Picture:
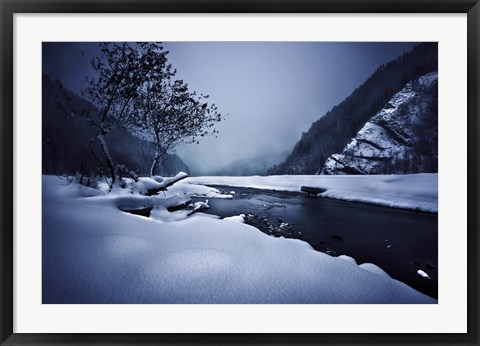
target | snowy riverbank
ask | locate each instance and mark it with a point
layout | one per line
(95, 253)
(411, 191)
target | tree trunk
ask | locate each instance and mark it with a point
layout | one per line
(106, 152)
(154, 164)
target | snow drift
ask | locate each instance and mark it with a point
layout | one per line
(92, 252)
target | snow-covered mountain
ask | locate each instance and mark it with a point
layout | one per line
(400, 138)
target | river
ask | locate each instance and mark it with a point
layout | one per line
(398, 241)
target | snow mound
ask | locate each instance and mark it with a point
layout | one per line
(407, 191)
(93, 253)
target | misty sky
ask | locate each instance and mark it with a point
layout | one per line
(271, 91)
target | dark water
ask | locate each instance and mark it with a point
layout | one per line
(398, 241)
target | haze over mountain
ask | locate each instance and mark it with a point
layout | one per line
(332, 132)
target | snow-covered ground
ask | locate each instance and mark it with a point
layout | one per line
(95, 253)
(410, 191)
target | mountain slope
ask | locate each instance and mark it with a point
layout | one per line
(401, 138)
(332, 132)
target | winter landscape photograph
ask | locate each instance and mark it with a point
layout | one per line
(240, 173)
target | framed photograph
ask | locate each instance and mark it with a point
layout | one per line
(239, 172)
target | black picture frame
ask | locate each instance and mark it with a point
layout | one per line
(9, 7)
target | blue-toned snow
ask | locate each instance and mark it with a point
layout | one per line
(95, 253)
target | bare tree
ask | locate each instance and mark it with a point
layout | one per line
(170, 114)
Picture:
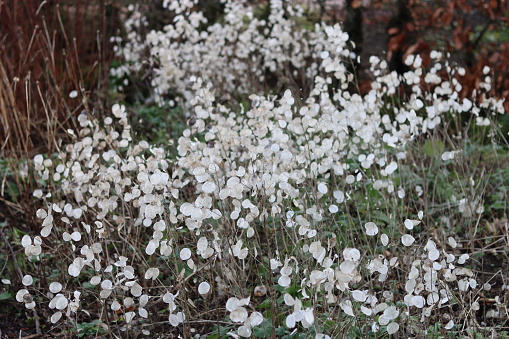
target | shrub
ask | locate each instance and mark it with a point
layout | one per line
(293, 213)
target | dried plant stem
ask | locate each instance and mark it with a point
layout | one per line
(18, 269)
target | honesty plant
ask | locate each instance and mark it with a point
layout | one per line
(264, 184)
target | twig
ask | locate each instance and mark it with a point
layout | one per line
(18, 269)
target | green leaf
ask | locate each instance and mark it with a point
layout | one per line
(433, 147)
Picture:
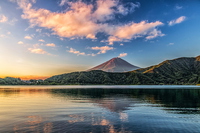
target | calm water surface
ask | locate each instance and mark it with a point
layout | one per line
(90, 109)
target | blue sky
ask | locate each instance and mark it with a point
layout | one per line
(41, 38)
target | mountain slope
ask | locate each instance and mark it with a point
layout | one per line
(178, 71)
(185, 70)
(115, 65)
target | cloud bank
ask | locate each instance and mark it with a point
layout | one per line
(122, 55)
(81, 20)
(177, 21)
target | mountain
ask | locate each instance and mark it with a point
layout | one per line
(115, 65)
(181, 71)
(185, 70)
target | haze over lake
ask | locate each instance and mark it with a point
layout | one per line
(108, 109)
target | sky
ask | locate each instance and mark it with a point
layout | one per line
(42, 38)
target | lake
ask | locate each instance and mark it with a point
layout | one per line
(99, 109)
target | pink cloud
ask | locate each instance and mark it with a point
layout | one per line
(134, 30)
(28, 37)
(41, 40)
(177, 21)
(3, 19)
(37, 51)
(82, 20)
(103, 49)
(74, 51)
(122, 55)
(20, 42)
(50, 45)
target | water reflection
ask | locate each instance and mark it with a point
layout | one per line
=-=-=
• [What you need to do]
Please express the stretch from the line containing "target | sky" through the end of the entries above as a JSON list of strings, one string per line, leaving out blank lines.

• [The response]
[
  "target | sky",
  "ask | locate each instance and mark it with a point",
  "layout | one per line",
  "(42, 38)",
  "target | lake",
  "ask | locate each instance and mark it with a point",
  "layout | one per line",
  "(99, 109)",
  "target | pink cloud",
  "ask | locate each instance and mark it with a point",
  "layout | one per line",
  "(134, 30)",
  "(28, 37)",
  "(41, 40)",
  "(177, 21)",
  "(3, 19)",
  "(37, 51)",
  "(82, 20)",
  "(103, 49)",
  "(74, 51)",
  "(122, 55)",
  "(20, 42)",
  "(50, 45)",
  "target | water reflection",
  "ask | locate each instance and mark it with a point",
  "layout | one per line"
]